* [Written exercise]
Reproduce the lines below, beginning at the first line of the records and stopping after the line that contains "(1214, 492)". Include both of those lines.

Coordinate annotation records
_____
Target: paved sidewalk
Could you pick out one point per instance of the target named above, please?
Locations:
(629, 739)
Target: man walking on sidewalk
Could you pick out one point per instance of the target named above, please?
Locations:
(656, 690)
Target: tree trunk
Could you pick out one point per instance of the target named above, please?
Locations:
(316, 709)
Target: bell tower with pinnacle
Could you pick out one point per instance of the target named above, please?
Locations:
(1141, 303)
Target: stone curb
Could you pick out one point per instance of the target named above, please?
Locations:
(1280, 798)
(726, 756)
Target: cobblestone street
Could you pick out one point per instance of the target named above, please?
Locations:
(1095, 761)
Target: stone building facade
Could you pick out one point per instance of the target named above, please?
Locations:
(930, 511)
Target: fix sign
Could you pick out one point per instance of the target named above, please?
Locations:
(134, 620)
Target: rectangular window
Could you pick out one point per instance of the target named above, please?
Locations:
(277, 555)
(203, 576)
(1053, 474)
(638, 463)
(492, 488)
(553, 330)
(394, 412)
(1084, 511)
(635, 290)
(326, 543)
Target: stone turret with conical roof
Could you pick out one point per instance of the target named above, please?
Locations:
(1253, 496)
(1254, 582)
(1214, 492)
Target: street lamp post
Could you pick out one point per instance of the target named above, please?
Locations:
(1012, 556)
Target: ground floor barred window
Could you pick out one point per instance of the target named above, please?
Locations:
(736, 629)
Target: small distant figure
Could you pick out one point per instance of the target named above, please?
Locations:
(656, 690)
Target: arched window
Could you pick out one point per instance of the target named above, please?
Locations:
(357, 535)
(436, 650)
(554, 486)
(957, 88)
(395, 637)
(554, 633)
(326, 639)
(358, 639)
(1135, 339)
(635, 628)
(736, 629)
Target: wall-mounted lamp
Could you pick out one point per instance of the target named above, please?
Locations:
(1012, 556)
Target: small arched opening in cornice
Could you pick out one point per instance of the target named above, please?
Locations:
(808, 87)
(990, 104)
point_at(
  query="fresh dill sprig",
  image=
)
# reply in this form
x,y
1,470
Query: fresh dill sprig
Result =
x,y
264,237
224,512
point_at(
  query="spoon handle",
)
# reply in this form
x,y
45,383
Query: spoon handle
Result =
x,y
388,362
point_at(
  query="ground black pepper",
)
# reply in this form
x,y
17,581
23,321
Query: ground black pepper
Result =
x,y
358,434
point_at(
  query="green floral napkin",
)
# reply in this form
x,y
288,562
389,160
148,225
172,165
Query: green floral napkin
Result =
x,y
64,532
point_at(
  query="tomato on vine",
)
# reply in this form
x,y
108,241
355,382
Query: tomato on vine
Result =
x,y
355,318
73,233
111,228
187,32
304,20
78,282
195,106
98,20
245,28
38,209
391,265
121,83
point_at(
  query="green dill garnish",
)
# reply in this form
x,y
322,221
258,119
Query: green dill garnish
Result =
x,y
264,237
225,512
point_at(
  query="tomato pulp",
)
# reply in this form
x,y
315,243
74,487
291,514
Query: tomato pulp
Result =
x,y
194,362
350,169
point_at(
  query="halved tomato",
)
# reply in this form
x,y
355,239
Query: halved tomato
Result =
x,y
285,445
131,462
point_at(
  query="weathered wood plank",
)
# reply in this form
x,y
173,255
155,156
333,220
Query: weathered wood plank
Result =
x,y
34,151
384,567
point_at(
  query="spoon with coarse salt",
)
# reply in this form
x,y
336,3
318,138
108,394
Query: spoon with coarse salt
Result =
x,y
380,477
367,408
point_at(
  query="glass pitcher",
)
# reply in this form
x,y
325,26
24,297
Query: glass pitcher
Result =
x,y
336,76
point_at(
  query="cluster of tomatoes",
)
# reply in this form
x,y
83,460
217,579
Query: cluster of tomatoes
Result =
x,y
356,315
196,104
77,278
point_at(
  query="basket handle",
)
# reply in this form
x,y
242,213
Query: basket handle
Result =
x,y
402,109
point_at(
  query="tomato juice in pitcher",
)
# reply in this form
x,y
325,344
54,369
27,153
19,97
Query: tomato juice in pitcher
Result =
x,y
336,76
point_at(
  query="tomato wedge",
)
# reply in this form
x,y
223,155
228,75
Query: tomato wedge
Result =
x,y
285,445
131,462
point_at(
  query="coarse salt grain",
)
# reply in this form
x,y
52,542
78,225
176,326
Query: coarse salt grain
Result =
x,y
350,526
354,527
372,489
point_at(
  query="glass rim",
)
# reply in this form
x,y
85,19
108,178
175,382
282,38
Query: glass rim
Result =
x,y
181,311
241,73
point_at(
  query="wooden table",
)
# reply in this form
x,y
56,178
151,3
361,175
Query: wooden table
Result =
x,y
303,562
_____
* [Answer to this problem]
Target: paved sidewalk
Could you pick out one point per instance of the target named above, please?
Locations:
(629, 739)
Target: man walking on sidewalk
Could you pick out one point per instance of the target named above, please?
Locations:
(656, 690)
Target: tree trunk
Could you pick out one point per instance of the target named above, please?
Locations:
(316, 709)
Target: bell tower with pinnacle
Could you pick out one point per instance of the target named above, please?
Locations:
(1141, 303)
Target: stone curb
Could you pick out one point per instance of the target named above, please?
Locations:
(1280, 798)
(726, 756)
Target: cobblestone street
Could you pick out one point per instance of the target named above, please?
Locations:
(1095, 761)
Target: stone building facade
Could you pick out one point per instance of the target named above, please?
Locations:
(930, 511)
Target: fix sign
Could you pick out one point per instance of the target named above, please?
Locations:
(134, 620)
Target: rectangular window
Could you pick out one point per instance of the target named above, please?
Locations:
(277, 555)
(203, 576)
(1053, 474)
(638, 463)
(492, 488)
(553, 330)
(394, 412)
(1084, 511)
(635, 290)
(326, 543)
Target: stone turret with conical roof
Could you pick out one point per instance of the target named above, please?
Locations:
(1253, 496)
(1254, 582)
(1214, 492)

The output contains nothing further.